Extract to read.

==========

MONTANA — Four plaintiffs originally filed suit in the Eighth Judicial District of Cascade County Montana alleging exposure to asbestos in Libby, Montana. Defendant BNSF removed the case to federal court on diversity of citizenship grounds, and alleged that BNSF’s managing agent John Swing was fraudulently joined. The court reviewed the Magistrate Judge’s Findings and Recommendations following a November 2017 hearing, and remanded all four cases to state court.
Each of the four plaintiffs named 80-year-old Montana resident John Swing in their complaints, and gave a two sentence description of his role with BNSF. Swing allegedly acted as a supervisory agent for BNSF in Libby Montana from 1973 to 1984, with safety concerns falling in his purview. The allegations of the complaints were the same as to Swing and BNSF: that they failed to inquire, study and evaluate the dust hazard to human health, that they failed to take measures to prevent toxic dust from collecting upon and escaping BNSF’s property, and that they negligently failed to warn the plaintiffs of the true nature of the hazardous effects of the dust.

==========

Material supplied.
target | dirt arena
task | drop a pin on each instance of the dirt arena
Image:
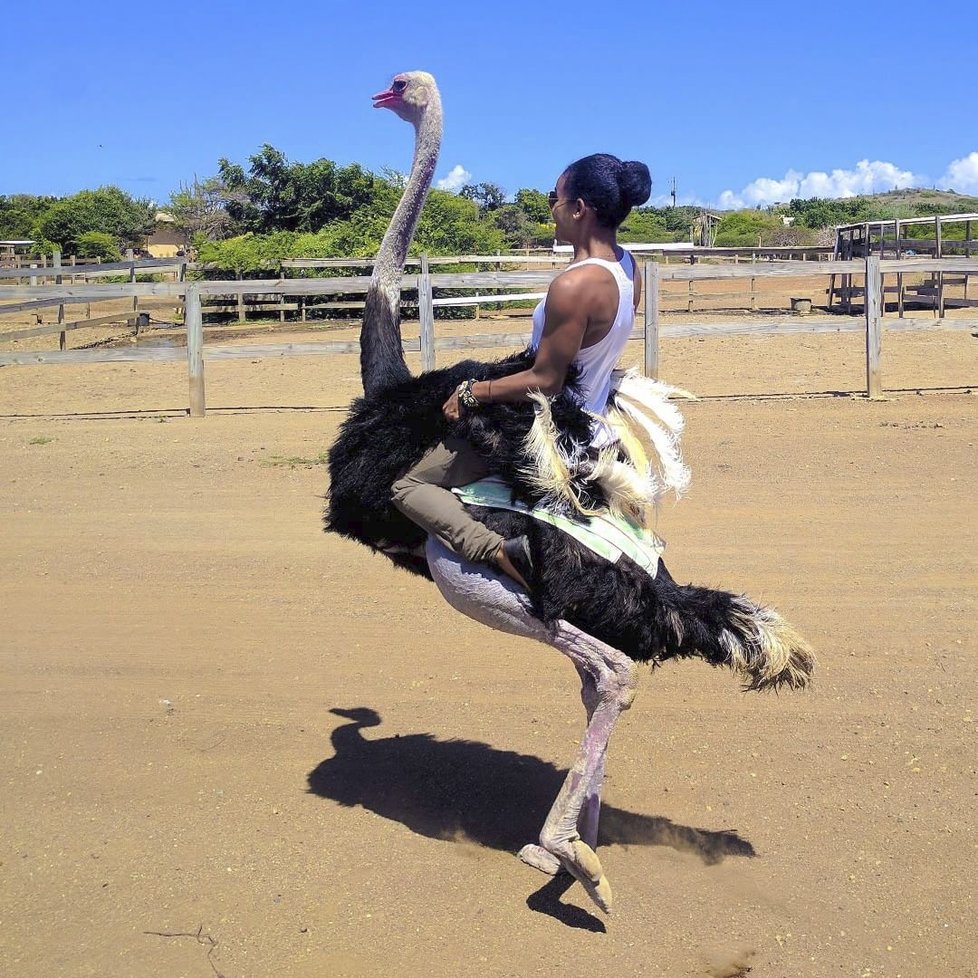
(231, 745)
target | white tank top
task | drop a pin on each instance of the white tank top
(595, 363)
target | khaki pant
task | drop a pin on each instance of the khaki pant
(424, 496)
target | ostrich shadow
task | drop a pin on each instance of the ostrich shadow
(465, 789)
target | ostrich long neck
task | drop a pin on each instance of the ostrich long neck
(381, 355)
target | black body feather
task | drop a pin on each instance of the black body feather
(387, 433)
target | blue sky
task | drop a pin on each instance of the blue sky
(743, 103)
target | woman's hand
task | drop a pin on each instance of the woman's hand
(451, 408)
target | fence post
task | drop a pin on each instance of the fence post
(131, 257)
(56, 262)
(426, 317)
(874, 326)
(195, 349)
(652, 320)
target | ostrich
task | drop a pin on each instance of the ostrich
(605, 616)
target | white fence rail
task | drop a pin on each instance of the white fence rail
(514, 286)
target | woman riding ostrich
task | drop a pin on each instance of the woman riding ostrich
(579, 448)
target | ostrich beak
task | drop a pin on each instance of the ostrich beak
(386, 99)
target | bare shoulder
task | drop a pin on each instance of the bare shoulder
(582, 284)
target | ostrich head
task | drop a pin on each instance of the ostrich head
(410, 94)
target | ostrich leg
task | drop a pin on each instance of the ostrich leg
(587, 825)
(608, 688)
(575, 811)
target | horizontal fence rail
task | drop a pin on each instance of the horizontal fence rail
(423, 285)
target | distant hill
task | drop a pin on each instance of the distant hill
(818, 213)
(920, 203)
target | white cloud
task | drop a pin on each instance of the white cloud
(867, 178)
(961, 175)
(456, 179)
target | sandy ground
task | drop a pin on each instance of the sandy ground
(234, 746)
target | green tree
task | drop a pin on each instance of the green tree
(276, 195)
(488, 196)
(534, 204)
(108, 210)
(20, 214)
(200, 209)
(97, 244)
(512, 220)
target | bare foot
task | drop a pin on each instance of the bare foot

==========

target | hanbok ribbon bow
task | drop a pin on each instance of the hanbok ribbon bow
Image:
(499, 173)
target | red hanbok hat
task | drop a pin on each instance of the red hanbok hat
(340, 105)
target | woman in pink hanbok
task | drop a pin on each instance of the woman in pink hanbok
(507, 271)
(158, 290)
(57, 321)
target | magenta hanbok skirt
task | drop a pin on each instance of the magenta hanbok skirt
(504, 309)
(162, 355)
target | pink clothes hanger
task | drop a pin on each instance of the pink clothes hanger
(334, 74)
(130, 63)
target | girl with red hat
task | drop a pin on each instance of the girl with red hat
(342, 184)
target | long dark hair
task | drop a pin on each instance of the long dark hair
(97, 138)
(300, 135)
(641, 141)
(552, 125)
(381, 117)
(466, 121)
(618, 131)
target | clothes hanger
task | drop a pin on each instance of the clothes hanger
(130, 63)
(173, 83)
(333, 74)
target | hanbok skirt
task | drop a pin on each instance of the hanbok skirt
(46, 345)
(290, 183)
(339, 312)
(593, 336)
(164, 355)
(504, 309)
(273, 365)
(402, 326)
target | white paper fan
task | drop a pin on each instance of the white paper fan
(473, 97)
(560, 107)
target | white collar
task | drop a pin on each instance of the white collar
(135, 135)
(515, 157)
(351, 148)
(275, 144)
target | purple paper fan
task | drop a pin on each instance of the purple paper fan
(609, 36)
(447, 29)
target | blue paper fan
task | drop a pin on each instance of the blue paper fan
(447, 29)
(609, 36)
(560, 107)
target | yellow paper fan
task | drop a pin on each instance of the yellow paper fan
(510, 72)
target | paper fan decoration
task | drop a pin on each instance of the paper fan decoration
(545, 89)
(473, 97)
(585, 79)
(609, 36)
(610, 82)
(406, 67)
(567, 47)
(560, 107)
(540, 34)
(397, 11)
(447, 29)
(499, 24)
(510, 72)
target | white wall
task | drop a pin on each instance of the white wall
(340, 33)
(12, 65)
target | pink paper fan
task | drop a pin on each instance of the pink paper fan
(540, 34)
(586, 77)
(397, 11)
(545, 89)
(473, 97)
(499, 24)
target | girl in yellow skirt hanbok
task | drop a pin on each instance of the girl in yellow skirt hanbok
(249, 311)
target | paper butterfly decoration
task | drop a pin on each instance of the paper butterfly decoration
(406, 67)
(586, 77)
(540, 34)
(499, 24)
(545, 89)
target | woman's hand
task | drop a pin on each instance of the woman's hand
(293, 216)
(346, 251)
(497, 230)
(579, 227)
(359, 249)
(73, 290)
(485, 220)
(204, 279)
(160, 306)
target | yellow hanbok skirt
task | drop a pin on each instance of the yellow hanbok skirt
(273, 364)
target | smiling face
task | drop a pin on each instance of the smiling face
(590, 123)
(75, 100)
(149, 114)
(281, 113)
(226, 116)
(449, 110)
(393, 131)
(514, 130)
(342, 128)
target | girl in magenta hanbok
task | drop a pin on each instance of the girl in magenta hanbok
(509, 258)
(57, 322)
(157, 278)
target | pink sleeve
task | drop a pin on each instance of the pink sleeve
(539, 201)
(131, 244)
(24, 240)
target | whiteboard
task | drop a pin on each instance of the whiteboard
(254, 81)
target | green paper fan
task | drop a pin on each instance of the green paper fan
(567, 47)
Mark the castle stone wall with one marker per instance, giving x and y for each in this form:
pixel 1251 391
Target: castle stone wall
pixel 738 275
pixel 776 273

==========

What you have to do.
Duplicate the passage from the text on the Libby asbestos case, from "Each of the" up to and including "of the dust.". Nothing in the lines is needed here.

Written solution.
Each of the four plaintiffs named 80-year-old Montana resident John Swing in their complaints, and gave a two sentence description of his role with BNSF. Swing allegedly acted as a supervisory agent for BNSF in Libby Montana from 1973 to 1984, with safety concerns falling in his purview. The allegations of the complaints were the same as to Swing and BNSF: that they failed to inquire, study and evaluate the dust hazard to human health, that they failed to take measures to prevent toxic dust from collecting upon and escaping BNSF’s property, and that they negligently failed to warn the plaintiffs of the true nature of the hazardous effects of the dust.